# [EXCERPTED PASSAGE]
In [None]:
print('Setup complete.')

# Extend Agents Safely - Hands-on Lab

## Lab Objectives
In this hands-on lab, you will learn to safely extend AI agents by implementing new tools with proper security controls. You'll build a complete safety framework including feature flags, rate limiting, input validation, and comprehensive testing.

## What You'll Build
- A new AI agent tool (choose from Weather API, CSV Database, or Log Analyzer)
- Feature flag system for controlled rollouts
- Rate limiting to prevent abuse
- Input validation and error handling
- Comprehensive test suite
- Safety policy documentation

## Lab Structure
1. **Setup** - Install dependencies and configure environment
2. **Tool Selection** - Choose your tool to implement
3. **Safety Framework** - Build core safety controls
4. **Tool Implementation** - Implement your chosen tool safely
5. **Feature Flags** - Configure gradual rollout system
6. **Testing** - Create comprehensive test suite
7. **Policy Documentation** - Generate safety policy
8. **Validation** - Confirm lab completion

## Success Criteria
- ✅ Tool implemented with all safety controls
- ✅ Feature flags functional with rollout percentages
- ✅ Rate limiting prevents abuse
- ✅ All tests passing (>80% success rate)
- ✅ Complete safety policy documented
- ✅ Google Colab compatible

**Note:** This lab is designed for Google Colab. Dependencies will be installed automatically.

# [TASKS AND EXERCISES]
**A.** In the lab overview, what test success rate is required?
**B.** Find every line in the rows below that contains the word "tree", and copy each of those lines.

# [MATERIAL FOR THE TASK]
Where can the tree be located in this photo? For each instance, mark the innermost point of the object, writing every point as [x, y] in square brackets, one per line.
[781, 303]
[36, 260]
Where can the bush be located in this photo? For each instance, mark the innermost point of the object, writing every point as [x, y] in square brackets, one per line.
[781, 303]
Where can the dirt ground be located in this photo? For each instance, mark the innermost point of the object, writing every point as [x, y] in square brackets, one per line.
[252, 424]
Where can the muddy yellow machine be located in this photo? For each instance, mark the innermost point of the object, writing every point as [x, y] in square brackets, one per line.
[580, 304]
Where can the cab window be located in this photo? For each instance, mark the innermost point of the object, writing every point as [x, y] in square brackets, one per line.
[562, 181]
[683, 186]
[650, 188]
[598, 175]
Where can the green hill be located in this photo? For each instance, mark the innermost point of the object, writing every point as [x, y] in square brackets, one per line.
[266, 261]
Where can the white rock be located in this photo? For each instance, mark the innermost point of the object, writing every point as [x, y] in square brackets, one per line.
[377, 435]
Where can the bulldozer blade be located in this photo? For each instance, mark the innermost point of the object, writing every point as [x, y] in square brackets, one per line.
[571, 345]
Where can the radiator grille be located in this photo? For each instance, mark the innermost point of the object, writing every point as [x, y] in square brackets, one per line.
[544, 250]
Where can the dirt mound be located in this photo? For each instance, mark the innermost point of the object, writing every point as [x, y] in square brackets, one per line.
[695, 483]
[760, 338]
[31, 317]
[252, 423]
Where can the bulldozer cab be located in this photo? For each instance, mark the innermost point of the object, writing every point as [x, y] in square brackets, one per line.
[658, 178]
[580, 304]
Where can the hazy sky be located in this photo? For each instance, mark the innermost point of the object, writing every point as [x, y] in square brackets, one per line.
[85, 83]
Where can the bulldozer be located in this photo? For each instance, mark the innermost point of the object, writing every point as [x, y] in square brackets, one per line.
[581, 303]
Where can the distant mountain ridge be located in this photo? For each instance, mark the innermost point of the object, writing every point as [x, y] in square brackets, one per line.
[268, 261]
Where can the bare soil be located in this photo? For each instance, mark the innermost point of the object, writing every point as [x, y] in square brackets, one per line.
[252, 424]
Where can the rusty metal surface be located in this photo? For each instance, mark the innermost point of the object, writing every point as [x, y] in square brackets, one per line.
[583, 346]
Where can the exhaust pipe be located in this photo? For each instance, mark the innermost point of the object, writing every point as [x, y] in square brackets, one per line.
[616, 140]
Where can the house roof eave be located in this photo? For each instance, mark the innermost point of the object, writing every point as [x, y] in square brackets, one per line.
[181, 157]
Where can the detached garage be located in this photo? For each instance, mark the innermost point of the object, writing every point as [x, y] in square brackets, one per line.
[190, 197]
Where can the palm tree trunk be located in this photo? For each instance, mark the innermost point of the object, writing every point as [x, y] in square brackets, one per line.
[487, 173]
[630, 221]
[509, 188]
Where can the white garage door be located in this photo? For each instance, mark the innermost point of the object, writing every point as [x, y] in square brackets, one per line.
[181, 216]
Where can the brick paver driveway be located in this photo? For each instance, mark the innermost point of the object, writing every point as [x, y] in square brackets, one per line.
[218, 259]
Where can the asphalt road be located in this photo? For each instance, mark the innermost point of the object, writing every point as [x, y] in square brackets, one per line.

# [EXERCISE RESULTS]
**A.** Greater than 80%.

**B.**
Where can the tree be located in this photo? For each instance, mark the innermost point of the object, writing every point as [x, y] in square brackets, one per line.
Where can the palm tree trunk be located in this photo? For each instance, mark the innermost point of the object, writing every point as [x, y] in square brackets, one per line.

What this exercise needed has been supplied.